Of course the question of the identity of photography is inseparable from the question of identity in general. Long ago Michel Foucault raised the matter of which works produced by a writer or artist should be considered ‘official’:
Even when an individual has been accepted as an author, we must still ask whether everything that he wrote, said, or left behind is part of his work. The problem is both theoretical and technical. When undertaking the publication of Nietzsche’s works for example, where should one stop? Surely everything must be published but what is ‘everything’? Everything that Nietzsche himself published, certainly. And what about the rough drafts for his works? Obviously. The plans for his aphorisms? Yes. The deleted passages and notes at the bottom of the page? Yes. What if, within a workbook filled with aphorisms, one finds a reference, the notation of a meeting or of an address or a laundry list: is it a work, or not? And so on ad infinitum. How can one define a work amid the millions of traces left by someone after his death? A theory of the work does not exist, and the empirical task of those who naively undertake the editing of works often suffers in the absence of such a theory.
————
TASKS TO CARRY OUT =
1. In the passage on the identity of photography and authorship, whose works does the quoted Foucault use as his example of the editing problem?
2. Continue the passage on the identity of photography and authorship from the point where it ends.
————
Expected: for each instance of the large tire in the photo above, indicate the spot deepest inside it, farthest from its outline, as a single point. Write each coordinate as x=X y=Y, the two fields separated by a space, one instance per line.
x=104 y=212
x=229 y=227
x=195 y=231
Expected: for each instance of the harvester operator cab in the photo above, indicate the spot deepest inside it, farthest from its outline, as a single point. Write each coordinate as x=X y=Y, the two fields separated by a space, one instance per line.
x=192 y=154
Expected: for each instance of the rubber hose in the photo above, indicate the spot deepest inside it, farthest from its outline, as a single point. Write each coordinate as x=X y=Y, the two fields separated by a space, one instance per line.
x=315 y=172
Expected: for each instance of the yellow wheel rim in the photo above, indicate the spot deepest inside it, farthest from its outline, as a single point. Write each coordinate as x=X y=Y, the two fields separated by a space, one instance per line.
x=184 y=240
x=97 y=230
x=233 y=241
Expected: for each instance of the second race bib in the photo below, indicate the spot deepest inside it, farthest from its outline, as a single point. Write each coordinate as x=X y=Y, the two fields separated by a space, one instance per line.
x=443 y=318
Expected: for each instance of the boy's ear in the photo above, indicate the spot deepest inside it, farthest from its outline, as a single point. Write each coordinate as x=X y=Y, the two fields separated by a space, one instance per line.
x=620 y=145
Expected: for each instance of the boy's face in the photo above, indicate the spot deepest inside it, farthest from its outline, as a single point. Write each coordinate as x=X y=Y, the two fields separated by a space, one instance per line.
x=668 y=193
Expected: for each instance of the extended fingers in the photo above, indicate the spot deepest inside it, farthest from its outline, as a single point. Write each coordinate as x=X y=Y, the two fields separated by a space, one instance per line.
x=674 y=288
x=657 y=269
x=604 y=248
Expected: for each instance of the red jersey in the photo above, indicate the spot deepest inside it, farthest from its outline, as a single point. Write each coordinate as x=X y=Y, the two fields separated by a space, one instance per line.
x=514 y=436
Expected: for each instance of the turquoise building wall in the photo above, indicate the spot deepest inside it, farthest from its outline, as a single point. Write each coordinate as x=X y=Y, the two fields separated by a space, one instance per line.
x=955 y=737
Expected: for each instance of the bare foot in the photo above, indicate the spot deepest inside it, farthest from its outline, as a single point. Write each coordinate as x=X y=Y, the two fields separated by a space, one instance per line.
————
RESULTS OF THE TASKS =
1. Nietzsche's works.

2.
Clearly any individual produces a lot of stuff in their lifetime. What interested Foucault was what he called ‘the author function’: the way ideas about authorship organize how we make sense of culture and how we produce it. For example we insist on novels being authored, with a name on the cover and all that this implies. In advertising the author doesn’t matter to the public, despite the advertising industry recognizing certain auteurs. In film and fashion it varies – the author may or may not matter to the public. Wherever authorship does matter what is at stake is consistency and originality i.e. ‘signature style’. This is something we think we want from the makers of culture but it rarely occurs naturally. Some practitioners pursue it through trial and error. Others just get on with things and leave it to others to decide what stuff fits the signature and what doesn’t.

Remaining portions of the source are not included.